* **Requirements**:
Retype precisely the section of the data that starts at the line containing "the blue umbrella" and runs to its final line, ends included.

* **Rows**:
────────────────────────────────────────
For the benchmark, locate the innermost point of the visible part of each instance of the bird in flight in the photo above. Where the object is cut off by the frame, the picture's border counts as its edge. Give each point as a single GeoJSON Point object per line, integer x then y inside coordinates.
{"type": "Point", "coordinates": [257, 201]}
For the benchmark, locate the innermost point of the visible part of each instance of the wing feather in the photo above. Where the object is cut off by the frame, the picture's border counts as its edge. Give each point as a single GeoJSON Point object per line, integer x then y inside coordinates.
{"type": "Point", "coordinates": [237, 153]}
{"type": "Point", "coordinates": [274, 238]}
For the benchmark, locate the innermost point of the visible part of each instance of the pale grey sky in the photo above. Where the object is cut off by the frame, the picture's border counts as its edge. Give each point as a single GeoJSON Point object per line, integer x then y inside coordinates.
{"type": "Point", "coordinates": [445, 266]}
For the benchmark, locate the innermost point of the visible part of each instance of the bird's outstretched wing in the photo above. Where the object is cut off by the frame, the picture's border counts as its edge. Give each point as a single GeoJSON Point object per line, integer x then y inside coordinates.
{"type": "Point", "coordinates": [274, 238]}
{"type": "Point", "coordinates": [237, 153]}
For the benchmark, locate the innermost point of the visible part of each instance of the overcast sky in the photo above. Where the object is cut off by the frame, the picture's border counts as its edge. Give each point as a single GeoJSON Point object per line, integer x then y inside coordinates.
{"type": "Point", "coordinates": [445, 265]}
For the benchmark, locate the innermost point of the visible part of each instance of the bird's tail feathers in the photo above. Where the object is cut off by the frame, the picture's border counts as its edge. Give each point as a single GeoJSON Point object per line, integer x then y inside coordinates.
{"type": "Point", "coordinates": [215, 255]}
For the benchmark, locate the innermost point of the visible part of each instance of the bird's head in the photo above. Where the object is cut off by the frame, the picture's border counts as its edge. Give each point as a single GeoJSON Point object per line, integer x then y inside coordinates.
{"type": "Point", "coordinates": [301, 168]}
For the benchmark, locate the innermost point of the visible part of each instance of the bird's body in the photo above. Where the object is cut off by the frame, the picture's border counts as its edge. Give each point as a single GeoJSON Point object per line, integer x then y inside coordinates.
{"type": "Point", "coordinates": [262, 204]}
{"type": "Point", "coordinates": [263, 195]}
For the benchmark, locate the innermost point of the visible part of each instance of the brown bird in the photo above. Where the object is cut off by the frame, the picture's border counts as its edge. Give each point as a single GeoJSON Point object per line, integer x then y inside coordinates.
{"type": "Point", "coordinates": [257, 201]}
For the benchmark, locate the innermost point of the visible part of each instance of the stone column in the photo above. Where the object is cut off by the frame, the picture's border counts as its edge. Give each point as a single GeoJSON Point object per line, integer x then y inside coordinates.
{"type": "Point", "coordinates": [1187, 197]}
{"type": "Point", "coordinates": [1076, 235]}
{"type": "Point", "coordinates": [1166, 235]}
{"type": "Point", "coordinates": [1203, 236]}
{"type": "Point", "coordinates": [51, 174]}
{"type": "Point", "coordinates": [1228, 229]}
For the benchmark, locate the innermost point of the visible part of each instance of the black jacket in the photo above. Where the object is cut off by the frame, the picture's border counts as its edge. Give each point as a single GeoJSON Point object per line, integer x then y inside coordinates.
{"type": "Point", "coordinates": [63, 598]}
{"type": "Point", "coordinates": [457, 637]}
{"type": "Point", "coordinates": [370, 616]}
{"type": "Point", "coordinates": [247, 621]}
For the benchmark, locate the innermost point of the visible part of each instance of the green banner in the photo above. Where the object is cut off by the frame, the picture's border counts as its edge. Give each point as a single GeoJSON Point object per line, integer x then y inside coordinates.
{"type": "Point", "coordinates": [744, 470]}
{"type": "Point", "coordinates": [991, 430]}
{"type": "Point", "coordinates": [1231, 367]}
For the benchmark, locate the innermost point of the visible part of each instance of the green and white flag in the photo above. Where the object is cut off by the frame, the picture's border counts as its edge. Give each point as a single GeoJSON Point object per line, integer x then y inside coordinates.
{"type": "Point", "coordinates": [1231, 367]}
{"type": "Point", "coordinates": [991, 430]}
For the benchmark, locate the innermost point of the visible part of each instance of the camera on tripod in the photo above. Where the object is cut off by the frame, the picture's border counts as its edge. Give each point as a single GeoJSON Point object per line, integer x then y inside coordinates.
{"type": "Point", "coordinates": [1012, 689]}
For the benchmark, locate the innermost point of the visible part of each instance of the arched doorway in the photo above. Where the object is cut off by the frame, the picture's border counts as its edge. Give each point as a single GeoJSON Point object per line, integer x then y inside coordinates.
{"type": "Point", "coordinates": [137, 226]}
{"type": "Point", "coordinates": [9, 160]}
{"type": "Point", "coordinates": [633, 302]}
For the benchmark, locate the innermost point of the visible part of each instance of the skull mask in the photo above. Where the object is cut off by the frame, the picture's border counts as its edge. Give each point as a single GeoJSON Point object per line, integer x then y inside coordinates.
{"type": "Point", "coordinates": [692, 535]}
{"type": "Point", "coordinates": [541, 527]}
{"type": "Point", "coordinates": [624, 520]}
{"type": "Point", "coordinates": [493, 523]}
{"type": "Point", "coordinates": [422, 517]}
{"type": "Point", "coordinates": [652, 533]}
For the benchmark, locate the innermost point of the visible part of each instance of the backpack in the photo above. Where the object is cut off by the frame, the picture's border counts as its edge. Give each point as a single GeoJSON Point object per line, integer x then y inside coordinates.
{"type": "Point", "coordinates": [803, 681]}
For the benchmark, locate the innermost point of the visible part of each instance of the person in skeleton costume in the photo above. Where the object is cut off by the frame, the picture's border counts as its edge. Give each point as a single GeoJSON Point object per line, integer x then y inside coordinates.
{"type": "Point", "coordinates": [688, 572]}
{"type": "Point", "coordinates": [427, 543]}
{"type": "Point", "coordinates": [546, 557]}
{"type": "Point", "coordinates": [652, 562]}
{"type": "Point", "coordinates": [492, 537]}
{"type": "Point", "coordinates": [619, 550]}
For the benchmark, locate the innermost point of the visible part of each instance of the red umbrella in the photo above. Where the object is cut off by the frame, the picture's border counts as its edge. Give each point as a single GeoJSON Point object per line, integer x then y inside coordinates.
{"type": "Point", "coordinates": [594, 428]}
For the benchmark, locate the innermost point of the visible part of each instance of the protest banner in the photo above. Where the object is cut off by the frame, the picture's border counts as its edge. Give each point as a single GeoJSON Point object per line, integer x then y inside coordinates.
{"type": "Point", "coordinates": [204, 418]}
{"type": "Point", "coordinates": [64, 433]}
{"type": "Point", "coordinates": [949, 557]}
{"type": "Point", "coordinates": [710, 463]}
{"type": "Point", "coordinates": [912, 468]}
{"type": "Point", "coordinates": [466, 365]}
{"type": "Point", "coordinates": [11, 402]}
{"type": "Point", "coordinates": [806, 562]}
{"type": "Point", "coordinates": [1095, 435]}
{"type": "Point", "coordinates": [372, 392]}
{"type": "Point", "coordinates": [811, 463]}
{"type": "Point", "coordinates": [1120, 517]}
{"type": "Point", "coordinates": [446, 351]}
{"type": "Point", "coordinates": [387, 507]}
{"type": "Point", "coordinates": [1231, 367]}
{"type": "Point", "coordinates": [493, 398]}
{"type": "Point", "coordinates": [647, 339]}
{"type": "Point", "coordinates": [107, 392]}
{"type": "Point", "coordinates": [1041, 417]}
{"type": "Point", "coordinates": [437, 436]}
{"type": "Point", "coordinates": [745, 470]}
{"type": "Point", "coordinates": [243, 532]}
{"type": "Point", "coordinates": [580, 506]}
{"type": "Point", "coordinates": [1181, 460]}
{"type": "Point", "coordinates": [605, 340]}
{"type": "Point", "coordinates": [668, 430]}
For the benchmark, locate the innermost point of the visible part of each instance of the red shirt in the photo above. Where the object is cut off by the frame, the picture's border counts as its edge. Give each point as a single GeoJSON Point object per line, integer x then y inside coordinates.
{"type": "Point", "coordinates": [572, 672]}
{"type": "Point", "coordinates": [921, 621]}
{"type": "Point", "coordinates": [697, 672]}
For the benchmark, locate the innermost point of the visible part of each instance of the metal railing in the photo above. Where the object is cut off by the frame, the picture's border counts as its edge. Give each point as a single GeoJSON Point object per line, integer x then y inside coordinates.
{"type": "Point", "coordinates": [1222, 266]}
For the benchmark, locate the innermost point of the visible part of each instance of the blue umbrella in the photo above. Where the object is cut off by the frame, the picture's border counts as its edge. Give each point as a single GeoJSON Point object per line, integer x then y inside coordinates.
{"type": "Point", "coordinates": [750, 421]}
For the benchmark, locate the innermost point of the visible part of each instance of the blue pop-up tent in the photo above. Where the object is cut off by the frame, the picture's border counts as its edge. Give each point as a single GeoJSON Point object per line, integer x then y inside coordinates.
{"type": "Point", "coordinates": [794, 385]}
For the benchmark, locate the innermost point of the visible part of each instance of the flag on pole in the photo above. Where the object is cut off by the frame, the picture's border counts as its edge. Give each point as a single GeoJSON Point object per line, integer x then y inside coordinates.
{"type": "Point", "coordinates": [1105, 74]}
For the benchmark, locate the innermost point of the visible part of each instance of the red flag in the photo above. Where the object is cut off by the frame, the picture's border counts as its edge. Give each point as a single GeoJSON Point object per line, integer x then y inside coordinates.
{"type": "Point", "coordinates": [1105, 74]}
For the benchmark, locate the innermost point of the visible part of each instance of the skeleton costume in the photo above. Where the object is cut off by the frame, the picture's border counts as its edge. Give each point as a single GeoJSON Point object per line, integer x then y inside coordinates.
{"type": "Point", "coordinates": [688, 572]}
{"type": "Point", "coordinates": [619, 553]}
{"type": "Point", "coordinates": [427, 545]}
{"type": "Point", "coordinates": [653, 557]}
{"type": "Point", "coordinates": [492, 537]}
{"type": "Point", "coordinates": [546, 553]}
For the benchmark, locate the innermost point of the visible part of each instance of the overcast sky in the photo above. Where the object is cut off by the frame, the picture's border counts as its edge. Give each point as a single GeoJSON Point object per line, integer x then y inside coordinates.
────────────────────────────────────────
* **Answer below**:
For the benchmark, locate the innermost point of the visible part of each instance of the blue umbrella in the photo above. Where the object is cut off by the frame, the picture's border counts as its edge. Give each point as a single GeoJSON Point object per line, integer x then y inside coordinates.
{"type": "Point", "coordinates": [750, 421]}
For the benchmark, locate the innermost point of the visible part of each instance of the blue pop-up tent in the photo above. Where the object is cut off by the frame, the picture's border counts as its edge. Give each point as a single GeoJSON Point object per line, integer x then y inside coordinates.
{"type": "Point", "coordinates": [794, 385]}
For the benchmark, locate the innermost point of the visible part of each instance of the flag on pole in the photo above. Where the object is cut off by the frame, the picture's border counts as its edge. Give each point as a single GeoJSON Point object per line, integer x then y inside coordinates.
{"type": "Point", "coordinates": [1105, 74]}
For the benchmark, locate the innermost point of the visible part of each instance of the red flag in the photo above. Where the object is cut off by the frame, the picture's border counts as its edge. Give each point as a single GeoJSON Point object per line, integer x then y inside coordinates.
{"type": "Point", "coordinates": [1105, 74]}
For the benchmark, locate the innermost point of the visible part of each instance of the skeleton costume in the photo above. Where the object is cut off by the frame, the picture's border counts as its edge. Give each point as a single GeoJSON Point object per line, integer x then y inside coordinates.
{"type": "Point", "coordinates": [688, 572]}
{"type": "Point", "coordinates": [619, 553]}
{"type": "Point", "coordinates": [427, 545]}
{"type": "Point", "coordinates": [653, 557]}
{"type": "Point", "coordinates": [492, 537]}
{"type": "Point", "coordinates": [546, 553]}
For the benchmark, locate the innermost point of the visible part of each instance of the overcast sky in the photo above. Where the object is cut off by the frame, the picture's border counts as its edge. Give each point as a single GeoJSON Point object per line, integer x then y inside coordinates.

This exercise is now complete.